Render every line of the items below as a numbered list, omitting any blank lines.

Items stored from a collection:
□ □ □ □ □

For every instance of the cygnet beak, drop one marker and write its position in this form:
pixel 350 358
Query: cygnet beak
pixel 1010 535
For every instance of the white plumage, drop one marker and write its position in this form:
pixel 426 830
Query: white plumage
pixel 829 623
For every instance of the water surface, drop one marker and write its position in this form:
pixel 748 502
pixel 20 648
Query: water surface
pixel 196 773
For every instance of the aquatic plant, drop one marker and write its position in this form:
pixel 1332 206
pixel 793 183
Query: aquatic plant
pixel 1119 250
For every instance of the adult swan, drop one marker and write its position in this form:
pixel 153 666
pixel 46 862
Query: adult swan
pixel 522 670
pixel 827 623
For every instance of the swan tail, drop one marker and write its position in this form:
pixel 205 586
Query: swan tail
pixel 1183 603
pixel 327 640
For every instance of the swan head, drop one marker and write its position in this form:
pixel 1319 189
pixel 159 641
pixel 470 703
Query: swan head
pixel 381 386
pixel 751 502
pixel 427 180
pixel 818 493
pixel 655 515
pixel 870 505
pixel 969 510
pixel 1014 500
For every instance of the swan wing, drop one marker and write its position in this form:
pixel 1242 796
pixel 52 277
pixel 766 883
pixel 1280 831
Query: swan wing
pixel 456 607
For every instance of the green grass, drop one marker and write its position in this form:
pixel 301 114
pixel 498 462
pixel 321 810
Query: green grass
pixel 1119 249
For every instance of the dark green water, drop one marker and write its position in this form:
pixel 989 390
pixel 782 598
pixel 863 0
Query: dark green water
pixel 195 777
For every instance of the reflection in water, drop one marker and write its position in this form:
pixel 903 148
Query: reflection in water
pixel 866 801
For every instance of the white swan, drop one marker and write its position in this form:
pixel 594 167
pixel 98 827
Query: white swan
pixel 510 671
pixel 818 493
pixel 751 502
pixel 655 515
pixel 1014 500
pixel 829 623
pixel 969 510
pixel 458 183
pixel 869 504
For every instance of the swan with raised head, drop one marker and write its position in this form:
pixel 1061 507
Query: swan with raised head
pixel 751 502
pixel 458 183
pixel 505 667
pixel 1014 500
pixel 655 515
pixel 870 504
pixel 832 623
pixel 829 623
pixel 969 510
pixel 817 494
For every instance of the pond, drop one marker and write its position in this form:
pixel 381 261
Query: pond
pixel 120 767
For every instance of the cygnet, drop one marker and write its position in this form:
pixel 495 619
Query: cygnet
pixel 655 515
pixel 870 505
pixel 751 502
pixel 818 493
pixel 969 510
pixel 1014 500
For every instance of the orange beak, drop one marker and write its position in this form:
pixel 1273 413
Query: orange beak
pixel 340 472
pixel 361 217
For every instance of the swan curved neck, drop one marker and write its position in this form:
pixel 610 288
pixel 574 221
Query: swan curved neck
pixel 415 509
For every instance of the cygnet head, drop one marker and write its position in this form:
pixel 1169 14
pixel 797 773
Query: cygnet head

□ □ □ □ □

Final answer:
1. For every instance of the cygnet beak, drop one marker and write its position in this form:
2. pixel 350 358
3. Query: cygnet beak
4. pixel 1010 535
5. For every instance of the white plumage, drop one marker and write its position in this form:
6. pixel 426 830
7. Query: white plumage
8. pixel 829 623
9. For every instance of the water surface, drop one marker and write its position in this form:
10. pixel 748 502
11. pixel 20 648
12. Query: water surface
13. pixel 196 773
14. For every instance of the aquatic plant, drop one marker and write its position in this form:
15. pixel 1332 206
16. pixel 793 183
17. Query: aquatic plant
18. pixel 1119 250
19. For every instance of the adult swan, drop one marker and write its position in this form:
20. pixel 153 666
21. pixel 46 862
22. Query: adult swan
23. pixel 522 670
24. pixel 827 623
25. For every instance of the swan tail, drop one marker and write its position in this form:
26. pixel 205 586
27. Query: swan tail
28. pixel 1183 603
29. pixel 327 640
30. For every instance of the swan head, drop one marker and write its position in this form:
31. pixel 1319 189
32. pixel 159 641
33. pixel 470 703
34. Query: swan head
35. pixel 381 386
36. pixel 751 502
37. pixel 427 180
38. pixel 818 493
39. pixel 655 515
40. pixel 870 505
41. pixel 969 510
42. pixel 1014 500
43. For every instance of the swan wing, drop one marker and write its position in this form:
44. pixel 1242 796
45. pixel 52 277
46. pixel 766 883
47. pixel 1280 831
48. Query: swan wing
49. pixel 456 607
50. For every instance of the green grass, drop one marker and write its position in this form:
51. pixel 301 114
52. pixel 498 462
53. pixel 321 810
54. Query: green grass
55. pixel 1119 249
56. For every instance of the dark green water, drop one marker and write its position in this form:
57. pixel 989 390
58. pixel 782 598
59. pixel 863 0
60. Query: dark green water
61. pixel 195 777
62. For every instance of the reflection in water, drop one marker and write its position in this form:
63. pixel 903 148
64. Query: reflection in water
65. pixel 866 801
66. For every instance of the white swan, drop one marker and write its position in this form:
67. pixel 594 167
68. pixel 98 827
69. Query: white swan
70. pixel 510 671
71. pixel 818 493
72. pixel 751 502
73. pixel 655 515
74. pixel 1014 500
75. pixel 829 623
76. pixel 969 510
77. pixel 458 183
78. pixel 869 504
79. For every instance of the swan with raised head, drop one marker and write its position in this form:
80. pixel 1061 507
81. Query: swan with raised head
82. pixel 751 502
83. pixel 458 183
84. pixel 505 667
85. pixel 1014 500
86. pixel 655 515
87. pixel 870 504
88. pixel 832 623
89. pixel 829 623
90. pixel 969 510
91. pixel 817 494
92. For every instance of the pond, drop one marker and write its position in this form:
93. pixel 381 261
94. Query: pond
95. pixel 120 767
96. For every instance of the cygnet, drop one marker and write its position in this form:
97. pixel 495 619
98. Query: cygnet
99. pixel 655 515
100. pixel 870 505
101. pixel 751 502
102. pixel 818 493
103. pixel 969 510
104. pixel 1014 500
105. For every instance of the orange beak, drop one marker and write its position in this form:
106. pixel 1273 413
107. Query: orange beak
108. pixel 340 472
109. pixel 361 217
110. For every instance of the swan curved neck, drop one marker and write its position in this form:
111. pixel 610 288
112. pixel 574 221
113. Query: swan curved neck
114. pixel 415 509
115. For every instance of the cygnet head, drop one marker and write its position in this form:
116. pixel 1169 14
117. pixel 797 773
118. Query: cygnet head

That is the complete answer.